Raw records
'''

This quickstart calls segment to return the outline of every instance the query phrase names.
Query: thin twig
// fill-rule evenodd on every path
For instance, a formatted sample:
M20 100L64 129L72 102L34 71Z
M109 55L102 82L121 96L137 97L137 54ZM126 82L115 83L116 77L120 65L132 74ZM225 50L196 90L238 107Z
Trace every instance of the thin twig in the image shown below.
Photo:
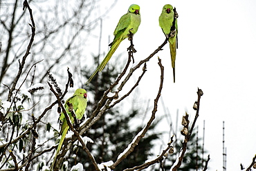
M181 153L180 156L177 158L177 163L175 165L173 165L173 167L172 167L172 168L171 168L171 170L172 170L172 171L176 171L178 170L178 168L181 165L181 162L182 162L182 161L184 158L185 152L186 152L186 150L187 150L188 142L190 139L190 137L191 137L192 132L193 131L194 127L195 125L196 119L197 119L198 117L199 116L199 107L200 107L200 99L201 99L201 97L203 94L203 93L202 90L201 90L199 88L198 88L196 93L197 93L197 108L196 108L196 116L194 119L194 121L193 121L192 125L191 126L191 128L189 131L189 133L187 135L185 136L184 141L183 141L183 145L182 145Z
M167 143L168 146L164 150L163 150L162 153L155 159L150 161L147 161L140 165L135 166L132 168L125 169L123 171L132 171L134 170L138 170L141 168L143 168L143 169L147 168L149 166L152 165L156 163L158 163L160 161L163 161L163 159L164 159L163 157L165 155L165 154L167 154L168 150L172 147L172 143L173 141L173 141L173 136L172 136L171 137L171 141Z
M125 152L121 153L119 157L118 157L118 159L116 161L109 166L111 169L114 169L123 159L125 159L131 152L134 151L134 148L138 144L139 141L140 139L145 137L145 134L149 130L151 124L152 123L153 121L154 120L156 117L156 112L157 111L157 107L158 107L158 102L159 100L159 98L161 94L162 89L163 89L163 71L164 71L164 68L161 63L161 59L158 58L158 65L161 68L161 81L160 81L160 86L159 86L159 90L158 92L158 94L156 95L156 97L154 100L154 108L152 110L152 114L151 115L151 117L149 120L148 121L146 126L137 134L137 136L134 139L132 142L128 145L128 148L127 150L125 150Z
M256 163L256 154L255 154L255 156L253 158L253 161L252 161L252 163L250 163L250 165L249 165L249 167L248 167L248 168L246 169L246 171L250 171L250 170L251 170L251 168L253 166L253 165L255 165L255 163Z
M24 1L23 5L24 5L24 7L23 7L24 10L25 10L25 8L28 8L28 11L29 11L29 14L30 14L30 20L31 20L31 22L32 22L32 25L29 24L29 26L31 27L32 34L31 34L30 41L28 43L28 48L27 48L27 50L26 51L26 53L25 53L24 56L22 57L21 63L19 63L18 74L17 74L15 79L14 79L12 86L12 87L11 87L11 88L9 91L9 94L8 94L8 99L7 99L8 101L11 101L11 97L12 97L12 92L15 90L16 85L17 85L17 82L18 82L18 81L19 81L19 78L21 75L23 68L24 68L24 66L25 66L26 59L28 57L28 56L29 55L29 54L30 53L30 48L32 47L32 43L34 41L34 37L35 37L35 22L34 22L33 15L33 13L32 13L32 10L31 10L30 7L29 6L27 0Z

'''

### WRITTEN TASK
Please recast the listing above as a Markdown table with the columns Row and Line, giving each line of the listing its own numbered row and skipping blank lines. Leave the pictures out of your table.

### COMPLETE RESPONSE
| Row | Line |
|---|---|
| 1 | This quickstart calls segment to return the outline of every instance the query phrase names. |
| 2 | Query: thin twig |
| 3 | // fill-rule evenodd on every path |
| 4 | For instance, a formatted sample: |
| 5 | M20 100L64 129L72 102L34 71Z |
| 6 | M109 55L102 82L121 96L137 97L137 54ZM126 82L115 83L116 77L120 65L132 74ZM225 50L196 90L238 107Z |
| 7 | Trace every instance of the thin twig in the image shown below. |
| 8 | Photo: |
| 9 | M181 153L180 156L177 158L177 163L175 165L173 165L173 167L172 167L172 168L171 168L171 170L172 170L172 171L176 171L178 170L178 168L181 165L181 162L182 162L182 161L184 158L185 152L186 152L186 150L187 150L188 142L190 139L190 137L191 137L192 132L193 131L194 127L195 125L196 119L197 119L198 117L199 116L199 107L200 107L200 99L201 99L201 97L203 94L203 93L202 90L201 90L199 88L198 88L196 93L197 93L197 108L196 108L196 116L194 119L194 121L193 121L192 125L191 126L191 128L189 131L189 133L187 135L185 136L184 141L183 141L183 145L182 145Z |
| 10 | M167 143L168 146L164 150L163 150L162 153L155 159L150 161L147 161L140 165L135 166L132 168L125 169L123 171L132 171L134 170L138 170L141 168L143 168L143 169L147 168L149 166L152 165L156 163L158 163L160 161L163 161L163 159L164 159L163 157L165 155L165 154L167 154L168 150L172 147L172 143L173 141L173 141L173 136L172 136L171 137L171 141Z |
| 11 | M125 152L121 153L119 157L118 157L118 159L116 161L109 166L111 169L114 169L123 159L125 159L131 152L134 151L134 148L138 144L139 141L140 139L145 137L145 134L149 130L151 124L152 123L153 121L154 120L156 117L156 112L157 111L157 107L158 107L158 102L159 100L159 98L161 94L162 89L163 89L163 71L164 71L164 68L161 63L161 59L158 58L158 65L161 68L161 81L160 81L160 86L159 86L159 90L158 92L158 94L156 95L156 97L154 100L154 108L152 110L152 114L151 115L151 117L149 120L148 121L146 126L137 134L137 136L134 139L132 142L128 145L128 148L127 150L125 150Z |
| 12 | M256 163L256 154L255 154L255 156L253 158L253 161L252 161L252 163L250 163L250 165L249 165L249 167L248 167L248 168L246 169L246 171L250 171L250 170L251 170L251 168L253 166L253 165L255 165L255 163Z |
| 13 | M24 1L23 5L24 5L24 7L23 7L24 10L25 10L25 8L28 8L28 11L29 11L29 14L30 14L30 20L31 20L31 22L32 22L32 25L29 24L29 26L31 27L32 34L31 34L30 41L28 43L28 48L27 48L27 50L26 51L26 53L25 53L24 56L22 57L21 63L19 63L18 74L17 74L15 79L14 79L12 86L12 87L11 87L11 88L9 91L9 94L8 94L8 99L7 99L8 101L11 101L11 97L12 97L12 92L15 90L16 85L17 85L17 82L18 82L18 81L19 81L19 78L21 75L23 68L24 68L24 66L25 66L26 59L28 57L28 56L29 55L29 54L30 53L30 48L32 47L32 43L34 41L34 37L35 37L35 22L34 22L33 15L33 13L32 13L32 10L31 10L30 7L29 6L27 0Z |